#### [ENUNCIADO DEL EJERCICIO]
Reproduce sin cambios cada línea del listado que aparece a continuación.

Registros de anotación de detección
=====
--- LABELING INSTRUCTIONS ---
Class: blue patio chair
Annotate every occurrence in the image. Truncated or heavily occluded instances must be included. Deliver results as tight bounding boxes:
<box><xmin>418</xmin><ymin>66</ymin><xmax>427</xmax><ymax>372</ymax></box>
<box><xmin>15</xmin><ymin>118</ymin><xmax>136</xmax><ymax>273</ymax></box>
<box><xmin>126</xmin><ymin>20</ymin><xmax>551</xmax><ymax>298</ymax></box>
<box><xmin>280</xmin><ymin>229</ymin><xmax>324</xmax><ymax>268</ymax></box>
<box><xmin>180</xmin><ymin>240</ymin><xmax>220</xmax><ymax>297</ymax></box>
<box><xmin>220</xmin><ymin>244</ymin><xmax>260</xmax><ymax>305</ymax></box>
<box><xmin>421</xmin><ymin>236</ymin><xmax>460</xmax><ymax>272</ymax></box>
=====
#### [SOLUCIÓN DEL PROBLEMA]
--- LABELING INSTRUCTIONS ---
Class: blue patio chair
Annotate every occurrence in the image. Truncated or heavily occluded instances must be included. Deliver results as tight bounding boxes:
<box><xmin>418</xmin><ymin>66</ymin><xmax>427</xmax><ymax>372</ymax></box>
<box><xmin>15</xmin><ymin>118</ymin><xmax>136</xmax><ymax>273</ymax></box>
<box><xmin>126</xmin><ymin>20</ymin><xmax>551</xmax><ymax>298</ymax></box>
<box><xmin>280</xmin><ymin>229</ymin><xmax>324</xmax><ymax>268</ymax></box>
<box><xmin>180</xmin><ymin>240</ymin><xmax>220</xmax><ymax>297</ymax></box>
<box><xmin>220</xmin><ymin>244</ymin><xmax>260</xmax><ymax>305</ymax></box>
<box><xmin>421</xmin><ymin>236</ymin><xmax>460</xmax><ymax>272</ymax></box>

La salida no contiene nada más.